* Exercise aim
Please take the records that follow and repeat exactly the lines starting with the line with "Query: striped shirt" and going on through the line with "find white short-sleeved".

(Dataset items)
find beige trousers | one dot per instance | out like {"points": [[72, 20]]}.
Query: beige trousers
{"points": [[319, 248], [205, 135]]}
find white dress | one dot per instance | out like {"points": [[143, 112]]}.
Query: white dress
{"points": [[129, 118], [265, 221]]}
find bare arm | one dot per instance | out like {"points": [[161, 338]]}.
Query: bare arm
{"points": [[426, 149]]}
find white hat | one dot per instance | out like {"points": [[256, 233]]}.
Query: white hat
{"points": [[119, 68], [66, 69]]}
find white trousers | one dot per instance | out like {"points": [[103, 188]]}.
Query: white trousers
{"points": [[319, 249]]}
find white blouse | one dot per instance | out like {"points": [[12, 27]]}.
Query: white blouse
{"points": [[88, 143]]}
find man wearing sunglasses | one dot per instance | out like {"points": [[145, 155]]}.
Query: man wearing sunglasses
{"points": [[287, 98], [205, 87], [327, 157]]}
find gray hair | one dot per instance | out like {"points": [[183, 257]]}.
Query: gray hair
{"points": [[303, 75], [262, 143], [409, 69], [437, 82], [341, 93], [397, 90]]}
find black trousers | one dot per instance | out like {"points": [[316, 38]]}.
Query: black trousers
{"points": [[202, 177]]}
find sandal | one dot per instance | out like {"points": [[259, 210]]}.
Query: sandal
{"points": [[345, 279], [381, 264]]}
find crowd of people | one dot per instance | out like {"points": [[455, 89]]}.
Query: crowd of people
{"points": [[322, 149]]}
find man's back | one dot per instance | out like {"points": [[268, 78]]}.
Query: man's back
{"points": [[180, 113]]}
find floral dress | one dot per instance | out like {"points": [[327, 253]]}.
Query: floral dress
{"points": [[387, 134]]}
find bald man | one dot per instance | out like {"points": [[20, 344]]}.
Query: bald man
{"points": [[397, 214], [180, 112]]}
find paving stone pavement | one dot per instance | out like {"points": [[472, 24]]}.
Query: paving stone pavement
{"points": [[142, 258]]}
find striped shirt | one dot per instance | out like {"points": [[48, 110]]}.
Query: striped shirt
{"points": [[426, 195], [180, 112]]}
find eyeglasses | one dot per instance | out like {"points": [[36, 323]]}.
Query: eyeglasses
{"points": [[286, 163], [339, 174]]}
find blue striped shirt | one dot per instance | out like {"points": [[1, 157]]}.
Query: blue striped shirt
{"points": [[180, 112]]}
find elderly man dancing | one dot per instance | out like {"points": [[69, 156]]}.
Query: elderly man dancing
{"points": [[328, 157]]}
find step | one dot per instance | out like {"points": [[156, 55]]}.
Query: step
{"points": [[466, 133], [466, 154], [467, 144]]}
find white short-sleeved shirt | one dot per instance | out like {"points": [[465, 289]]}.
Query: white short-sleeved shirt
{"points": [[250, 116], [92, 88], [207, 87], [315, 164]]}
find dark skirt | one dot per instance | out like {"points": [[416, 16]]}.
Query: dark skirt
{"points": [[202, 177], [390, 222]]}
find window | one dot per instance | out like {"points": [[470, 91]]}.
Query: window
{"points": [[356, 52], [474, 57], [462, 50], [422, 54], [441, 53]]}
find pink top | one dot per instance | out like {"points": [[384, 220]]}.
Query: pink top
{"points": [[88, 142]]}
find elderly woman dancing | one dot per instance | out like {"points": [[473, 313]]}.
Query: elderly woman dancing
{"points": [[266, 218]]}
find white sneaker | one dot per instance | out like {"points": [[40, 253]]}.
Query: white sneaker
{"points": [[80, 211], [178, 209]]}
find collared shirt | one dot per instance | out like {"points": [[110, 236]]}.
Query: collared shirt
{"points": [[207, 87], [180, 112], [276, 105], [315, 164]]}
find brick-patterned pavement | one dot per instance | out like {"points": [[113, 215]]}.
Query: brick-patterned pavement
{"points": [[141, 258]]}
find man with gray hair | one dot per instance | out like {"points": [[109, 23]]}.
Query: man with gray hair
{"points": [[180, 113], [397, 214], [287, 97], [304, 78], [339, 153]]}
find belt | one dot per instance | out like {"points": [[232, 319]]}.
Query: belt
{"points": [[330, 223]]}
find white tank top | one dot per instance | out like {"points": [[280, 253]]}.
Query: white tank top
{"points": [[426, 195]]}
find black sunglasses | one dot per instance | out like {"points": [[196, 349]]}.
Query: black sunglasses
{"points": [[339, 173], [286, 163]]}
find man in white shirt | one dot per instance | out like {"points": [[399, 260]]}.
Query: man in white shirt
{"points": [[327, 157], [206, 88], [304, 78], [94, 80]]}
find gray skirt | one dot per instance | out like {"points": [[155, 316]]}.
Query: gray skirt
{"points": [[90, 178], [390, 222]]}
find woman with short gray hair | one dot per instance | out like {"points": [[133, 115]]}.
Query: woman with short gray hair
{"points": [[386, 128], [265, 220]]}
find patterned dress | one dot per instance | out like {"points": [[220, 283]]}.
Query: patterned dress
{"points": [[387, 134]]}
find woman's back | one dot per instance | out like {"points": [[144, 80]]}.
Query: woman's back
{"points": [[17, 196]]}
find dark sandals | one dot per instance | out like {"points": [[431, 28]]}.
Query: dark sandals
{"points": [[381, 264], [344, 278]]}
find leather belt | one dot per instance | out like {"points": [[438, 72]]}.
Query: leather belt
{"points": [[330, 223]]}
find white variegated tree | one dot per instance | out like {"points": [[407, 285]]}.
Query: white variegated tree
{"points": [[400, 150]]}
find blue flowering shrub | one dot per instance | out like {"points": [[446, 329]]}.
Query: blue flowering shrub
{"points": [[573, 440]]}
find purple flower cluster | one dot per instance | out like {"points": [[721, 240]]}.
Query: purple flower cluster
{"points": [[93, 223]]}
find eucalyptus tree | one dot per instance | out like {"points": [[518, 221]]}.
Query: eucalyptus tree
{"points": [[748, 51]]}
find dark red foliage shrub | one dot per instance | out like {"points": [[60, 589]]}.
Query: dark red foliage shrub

* Solution for this exercise
Query: striped shirt
{"points": [[426, 195], [180, 112]]}
find eyeglasses | one dot per instance | out like {"points": [[36, 323]]}.
Query: eyeglasses
{"points": [[286, 163], [339, 174]]}
find blue striped shirt | one dot per instance | out like {"points": [[1, 157]]}.
Query: blue striped shirt
{"points": [[180, 112]]}
find elderly man dancing | one dot per instance | out like {"points": [[69, 156]]}.
Query: elderly man dancing
{"points": [[328, 157]]}
find step | one dot per instance | out like {"points": [[156, 55]]}.
Query: step
{"points": [[466, 133], [466, 154], [467, 144]]}
find white short-sleeved shirt | one dot per instance | out like {"points": [[465, 289]]}.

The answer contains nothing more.